- What you are asked to do: Take the data and return it in full. Change nothing.

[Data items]

....

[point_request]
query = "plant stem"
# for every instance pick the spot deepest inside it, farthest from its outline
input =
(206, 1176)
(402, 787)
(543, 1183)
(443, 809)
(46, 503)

....

- Answer space:
[point_request]
query = "plant stem"
# for every instance pick the spot deepest inside it, farthest from its outline
input =
(206, 1176)
(402, 787)
(543, 1183)
(443, 809)
(46, 503)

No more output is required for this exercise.